**REQUIREMENTS**
1) In the credit-market article, rewrite the passage between "BNP Paribas stopped" and "overnight money-market rates.", inclusive, substituting "investments" for every "assets".
2) List every person mentioned by name in the credit-market article.

───── TEXT EXCERPT

The ECB said today it provided the largest amount ever in a single so-called “fine-tuning” operation, exceeding the 69.3 billion euros given on Sept. 12, 2001, the day after the terror attacks on New York.
The ECB’s decision, just one week after the German government arranged the bailout of IKB Deutsche Industriebank, is confirmation that the subprime debacle isn’t contained within the U.S.
BNP Paribas stopped investors withdrawing from funds with assets totaling 2 billion euros because it couldn’t find prices to value their holdings after the selloff in credit markets. Last week, BNP Chief Executive Officer Baudouin Prot said the bank’s U.S. subprime “exposure is absolutely negligible.”
“They simply don’t know what their assets are worth,” said Timothy Ghriskey, Chief Investment Officer of Solaris Asset Management in Bedford Hills, New York, which manages $1 billion of assets. “They can’t cash out their fund holders, and that’s the type of crisis that’s really based on panic.”
The U.S. Federal Reserve added $24 billion in temporary reserves to the banking system today, the most since April. Fed spokesman David Skidmore declined to comment on the increases in overnight money-market rates.
“Banks reacted to the ECB’s `sale’ offer in a similar way one would react to a sale in a department store” and “got all the money they could,” said Ulrich Karrasch, a money market trader at HVB Group in Munich.
The ECB intervention added to declines in stocks, with Europe’s Dow Jones Stoxx 600 Index falling 1.8 percent and the Standard & Poor’s 500 Index of U.S. shares down 2.1 percent to 1,466.64. U.S. Treasury notes gained for the first time in four days as investors sought the safest assets, cutting yields on two-year notes by 16 basis points, or 0.16 percentage point, to 4.50 percent.
The euro fell 0.8 percent to $1.3684. It dropped 1.9 percent versus the yen.
“The one downside to the ECB doing something is that it may suggest there are more issues out there,” said Barry Moran a euro-money market trader at the Bank of Ireland in Dublin. “People are nervous.”
Credit-default swaps on the CDX North American Investment- Grade Index rose as much as 11 basis points to 71 basis points, according to Phoenix Partners Group in New York, reflecting an increase in the perceived risk of owning corporate bonds.
Three-month dollar Libor rose to 5.5 percent from 5.38 percent.
For Bank of America Corp., the No. 2 U.S. bank by assets, today’s increase in overnight borrowing costs is the biggest since the Federal Open Markets Committee raised interest rates at the end of June 2004. For UBS AG in Zurich, Europe’s No. 1 bank, it’s the largest jump since August 2004.
Both banks said their overnight borrowing costs rose 65 basis points to 6 percent. Royal Bank of Canada and Barclays Plc also said they would pay 6 percent.

──────────
───── DATASET EXCERPT

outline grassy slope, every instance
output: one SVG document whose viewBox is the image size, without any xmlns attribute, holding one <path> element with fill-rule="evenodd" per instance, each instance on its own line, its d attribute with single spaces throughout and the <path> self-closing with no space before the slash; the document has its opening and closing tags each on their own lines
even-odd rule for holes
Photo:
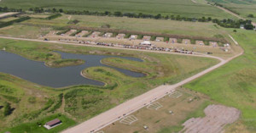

──────────

**THE REPLIES**
1)
BNP Paribas stopped investors withdrawing from funds with investments totaling 2 billion euros because it couldn’t find prices to value their holdings after the selloff in credit markets. Last week, BNP Chief Executive Officer Baudouin Prot said the bank’s U.S. subprime “exposure is absolutely negligible.”
“They simply don’t know what their investments are worth,” said Timothy Ghriskey, Chief Investment Officer of Solaris Asset Management in Bedford Hills, New York, which manages $1 billion of investments. “They can’t cash out their fund holders, and that’s the type of crisis that’s really based on panic.”
The U.S. Federal Reserve added $24 billion in temporary reserves to the banking system today, the most since April. Fed spokesman David Skidmore declined to comment on the increases in overnight money-market rates.

2)
- Baudouin Prot
- Timothy Ghriskey
- David Skidmore
- Ulrich Karrasch
- Barry Moran